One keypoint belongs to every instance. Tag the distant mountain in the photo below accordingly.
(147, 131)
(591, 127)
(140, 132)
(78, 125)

▶ _Aim of the exercise_
The whole listing should be transcribed word for word.

▶ _Exercise output_
One keypoint belongs to every instance. Tag the distant mountain in the photo below accordingly.
(147, 131)
(591, 127)
(140, 132)
(78, 125)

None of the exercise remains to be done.